What is expected: Once the line holding "Please tag the tree in" is found in the entries below, transcribe exactly every line up to and including the one holding "Please tag the sliced", but leave out the pictures.

Dataset items:
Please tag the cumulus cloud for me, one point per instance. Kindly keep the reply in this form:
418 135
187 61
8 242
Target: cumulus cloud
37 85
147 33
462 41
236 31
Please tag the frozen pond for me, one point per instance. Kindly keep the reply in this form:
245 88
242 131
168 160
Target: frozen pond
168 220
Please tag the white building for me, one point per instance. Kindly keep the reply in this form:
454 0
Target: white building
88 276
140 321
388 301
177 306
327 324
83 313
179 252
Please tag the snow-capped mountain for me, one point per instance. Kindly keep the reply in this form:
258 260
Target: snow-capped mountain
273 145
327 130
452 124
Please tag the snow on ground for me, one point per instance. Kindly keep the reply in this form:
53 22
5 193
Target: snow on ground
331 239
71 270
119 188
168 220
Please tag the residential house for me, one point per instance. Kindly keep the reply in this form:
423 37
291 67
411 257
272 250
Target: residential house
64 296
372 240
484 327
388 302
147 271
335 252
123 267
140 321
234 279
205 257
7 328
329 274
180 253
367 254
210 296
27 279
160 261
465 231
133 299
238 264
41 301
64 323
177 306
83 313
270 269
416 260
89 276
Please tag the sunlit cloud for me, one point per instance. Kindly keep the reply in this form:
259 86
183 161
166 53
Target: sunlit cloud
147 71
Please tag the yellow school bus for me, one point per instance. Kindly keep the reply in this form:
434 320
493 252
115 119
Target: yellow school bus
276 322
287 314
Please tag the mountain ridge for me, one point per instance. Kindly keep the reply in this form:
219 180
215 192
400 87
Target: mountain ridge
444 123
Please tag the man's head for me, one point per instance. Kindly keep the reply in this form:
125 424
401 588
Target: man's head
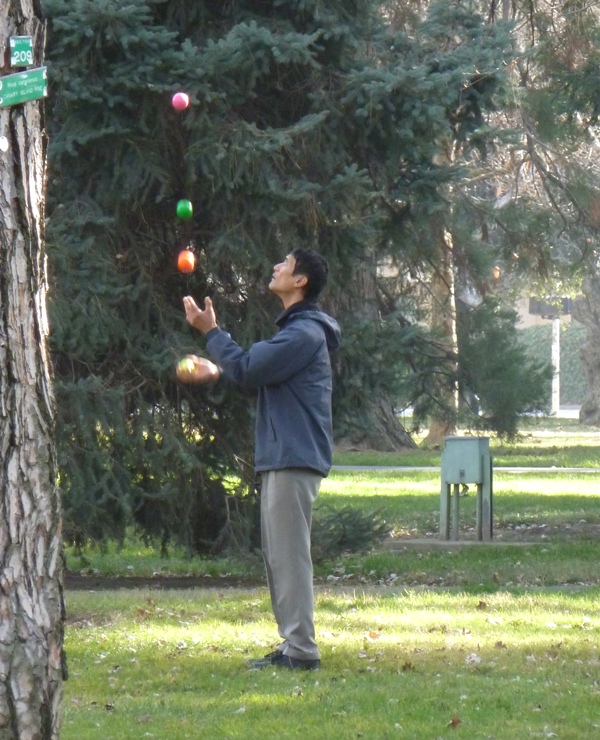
312 265
302 275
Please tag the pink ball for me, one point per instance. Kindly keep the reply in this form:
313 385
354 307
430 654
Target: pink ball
180 101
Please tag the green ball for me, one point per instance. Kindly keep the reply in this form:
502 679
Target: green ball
185 209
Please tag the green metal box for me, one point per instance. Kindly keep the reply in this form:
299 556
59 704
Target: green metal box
464 459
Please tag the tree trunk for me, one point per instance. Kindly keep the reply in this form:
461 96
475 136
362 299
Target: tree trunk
443 322
381 429
31 588
587 312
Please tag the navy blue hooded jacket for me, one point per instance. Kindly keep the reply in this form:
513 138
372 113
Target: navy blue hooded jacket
292 373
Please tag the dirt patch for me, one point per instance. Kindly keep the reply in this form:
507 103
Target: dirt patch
83 582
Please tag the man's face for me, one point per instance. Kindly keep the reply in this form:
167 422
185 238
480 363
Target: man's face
284 282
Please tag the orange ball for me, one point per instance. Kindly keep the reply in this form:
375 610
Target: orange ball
186 261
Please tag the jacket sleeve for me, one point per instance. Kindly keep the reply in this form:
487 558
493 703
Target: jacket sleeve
269 362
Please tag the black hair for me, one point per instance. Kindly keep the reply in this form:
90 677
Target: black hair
314 267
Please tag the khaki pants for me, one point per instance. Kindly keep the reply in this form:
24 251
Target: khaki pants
287 498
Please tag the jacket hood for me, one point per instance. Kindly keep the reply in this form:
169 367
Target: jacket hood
310 310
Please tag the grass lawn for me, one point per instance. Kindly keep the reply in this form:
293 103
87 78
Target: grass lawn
419 639
422 663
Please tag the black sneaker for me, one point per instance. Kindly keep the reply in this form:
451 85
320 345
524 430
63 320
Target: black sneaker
278 660
269 659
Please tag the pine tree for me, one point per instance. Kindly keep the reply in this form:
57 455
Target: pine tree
308 125
31 594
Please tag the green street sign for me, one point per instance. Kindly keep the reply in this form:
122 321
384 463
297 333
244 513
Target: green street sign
21 51
23 86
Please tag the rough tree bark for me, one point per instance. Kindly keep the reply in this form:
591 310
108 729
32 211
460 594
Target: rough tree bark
31 586
587 312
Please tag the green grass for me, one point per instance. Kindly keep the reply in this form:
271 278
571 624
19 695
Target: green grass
396 662
541 442
419 638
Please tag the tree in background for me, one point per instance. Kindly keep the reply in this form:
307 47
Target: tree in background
31 590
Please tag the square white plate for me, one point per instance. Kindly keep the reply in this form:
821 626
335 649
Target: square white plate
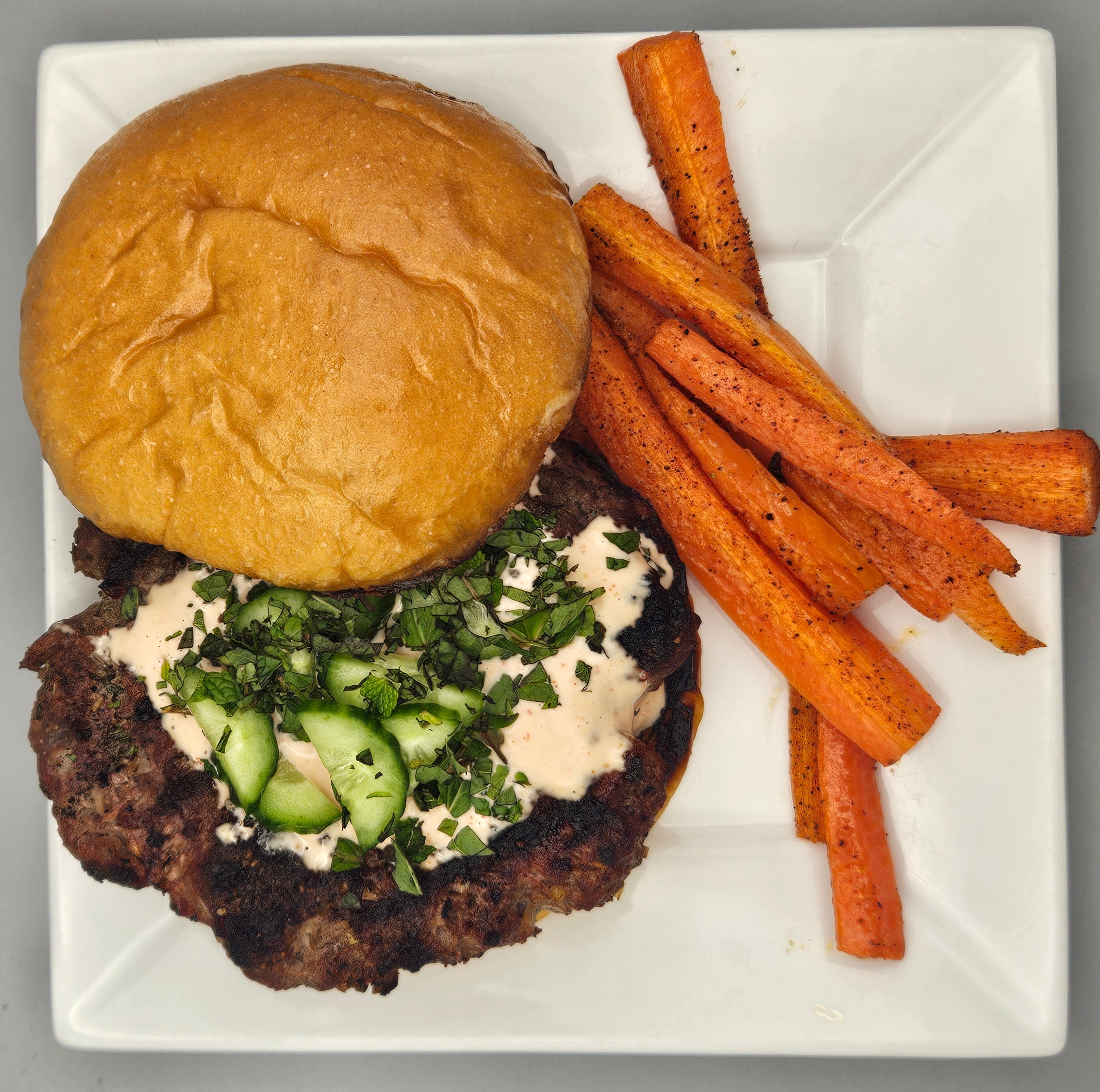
901 187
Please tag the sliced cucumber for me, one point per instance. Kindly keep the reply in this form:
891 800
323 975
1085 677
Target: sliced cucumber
364 761
292 802
422 728
269 605
346 673
467 704
245 746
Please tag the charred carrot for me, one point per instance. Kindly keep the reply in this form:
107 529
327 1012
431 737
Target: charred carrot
805 784
1049 481
625 241
626 244
853 463
633 318
834 571
866 904
832 660
680 117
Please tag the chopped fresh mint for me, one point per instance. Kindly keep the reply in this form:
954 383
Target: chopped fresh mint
130 603
380 694
404 874
468 844
454 624
214 586
627 541
583 671
347 856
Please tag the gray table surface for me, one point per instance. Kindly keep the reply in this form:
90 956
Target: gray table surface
29 1056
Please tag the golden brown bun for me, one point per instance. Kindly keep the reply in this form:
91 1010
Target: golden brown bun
316 325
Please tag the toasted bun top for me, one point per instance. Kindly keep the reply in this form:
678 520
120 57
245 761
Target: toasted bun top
315 325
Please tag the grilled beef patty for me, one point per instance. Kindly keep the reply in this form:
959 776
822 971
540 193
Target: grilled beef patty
135 811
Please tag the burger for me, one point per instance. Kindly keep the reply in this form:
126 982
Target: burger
383 668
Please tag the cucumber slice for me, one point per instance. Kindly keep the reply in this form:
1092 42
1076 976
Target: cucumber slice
422 728
363 760
292 802
346 673
467 704
245 746
269 605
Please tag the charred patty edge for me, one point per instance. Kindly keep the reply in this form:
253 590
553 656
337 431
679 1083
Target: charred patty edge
135 810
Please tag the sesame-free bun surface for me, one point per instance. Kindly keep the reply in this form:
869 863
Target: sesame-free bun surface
315 325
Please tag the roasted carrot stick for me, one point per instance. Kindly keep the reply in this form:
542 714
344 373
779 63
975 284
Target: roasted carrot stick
1049 481
835 573
805 786
883 541
680 117
832 660
865 892
624 241
633 318
853 463
626 244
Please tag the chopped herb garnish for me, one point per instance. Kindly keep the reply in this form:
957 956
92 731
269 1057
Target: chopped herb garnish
380 694
404 874
627 541
454 625
347 856
130 603
468 844
536 687
583 672
214 586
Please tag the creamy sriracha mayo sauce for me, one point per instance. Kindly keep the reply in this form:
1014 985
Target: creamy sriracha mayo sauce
561 751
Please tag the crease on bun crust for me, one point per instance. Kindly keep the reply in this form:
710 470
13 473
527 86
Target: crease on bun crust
314 325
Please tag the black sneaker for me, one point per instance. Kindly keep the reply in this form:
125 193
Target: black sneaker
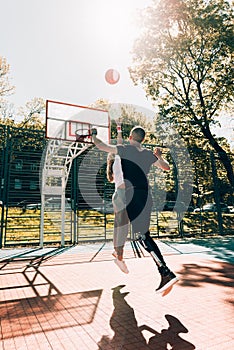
166 282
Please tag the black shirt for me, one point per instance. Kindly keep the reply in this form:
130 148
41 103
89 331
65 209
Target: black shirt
136 163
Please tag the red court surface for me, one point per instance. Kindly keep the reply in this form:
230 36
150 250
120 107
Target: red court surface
81 300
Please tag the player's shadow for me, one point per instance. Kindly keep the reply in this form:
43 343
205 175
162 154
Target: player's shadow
127 334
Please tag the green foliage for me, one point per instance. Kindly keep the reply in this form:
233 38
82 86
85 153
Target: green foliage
183 59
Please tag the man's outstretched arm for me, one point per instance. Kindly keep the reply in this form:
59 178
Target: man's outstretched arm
102 145
161 162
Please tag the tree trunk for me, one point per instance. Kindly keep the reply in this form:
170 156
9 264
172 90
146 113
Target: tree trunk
222 155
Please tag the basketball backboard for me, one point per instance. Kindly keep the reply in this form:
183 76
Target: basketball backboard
64 121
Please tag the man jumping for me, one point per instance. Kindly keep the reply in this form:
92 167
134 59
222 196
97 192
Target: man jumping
136 163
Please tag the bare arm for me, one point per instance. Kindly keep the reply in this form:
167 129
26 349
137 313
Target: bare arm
102 145
161 162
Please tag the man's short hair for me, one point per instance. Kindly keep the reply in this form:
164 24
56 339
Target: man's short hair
138 133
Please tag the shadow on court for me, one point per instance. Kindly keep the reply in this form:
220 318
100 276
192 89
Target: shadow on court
127 334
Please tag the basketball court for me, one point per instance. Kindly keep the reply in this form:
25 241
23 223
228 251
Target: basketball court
80 300
76 297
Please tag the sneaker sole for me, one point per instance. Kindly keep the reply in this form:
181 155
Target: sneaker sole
167 286
124 271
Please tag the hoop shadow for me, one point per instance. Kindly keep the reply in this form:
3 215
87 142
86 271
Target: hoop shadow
127 334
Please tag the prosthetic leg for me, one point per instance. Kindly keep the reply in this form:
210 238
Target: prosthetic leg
149 244
168 278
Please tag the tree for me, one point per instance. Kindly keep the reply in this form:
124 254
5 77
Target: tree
33 114
129 115
183 59
5 87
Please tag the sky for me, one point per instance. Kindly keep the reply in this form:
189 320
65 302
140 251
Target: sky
60 49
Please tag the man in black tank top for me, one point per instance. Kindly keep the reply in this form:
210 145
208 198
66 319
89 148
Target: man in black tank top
136 163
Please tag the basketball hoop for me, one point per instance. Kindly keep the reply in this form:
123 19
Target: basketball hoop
83 135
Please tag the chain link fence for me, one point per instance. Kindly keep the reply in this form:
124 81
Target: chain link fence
209 211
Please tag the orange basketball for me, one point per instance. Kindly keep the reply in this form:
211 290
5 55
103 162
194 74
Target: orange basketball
112 76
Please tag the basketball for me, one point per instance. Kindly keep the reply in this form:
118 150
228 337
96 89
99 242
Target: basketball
112 76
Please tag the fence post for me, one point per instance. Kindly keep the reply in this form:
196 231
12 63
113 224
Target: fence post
216 192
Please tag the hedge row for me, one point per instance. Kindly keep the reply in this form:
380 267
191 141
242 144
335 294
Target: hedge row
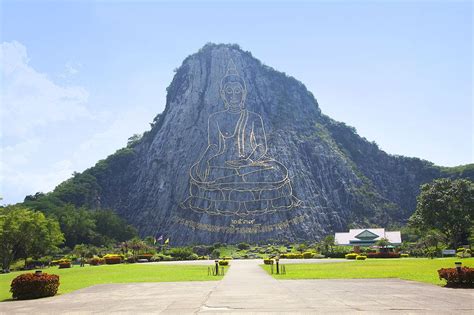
33 286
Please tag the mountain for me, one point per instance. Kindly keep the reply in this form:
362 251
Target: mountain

Problem solution:
Please tag the tree in background for me, one point per instance. Kindly keep the reply in this form:
307 47
Target: tree in background
31 590
Please tag the square white plate for me, one point per instance. Kindly keep the reply in this form:
821 626
335 649
Target: square white plate
901 187
Please tag the sliced cucumber for me, one point per instance. Kindly keep the reply in this form:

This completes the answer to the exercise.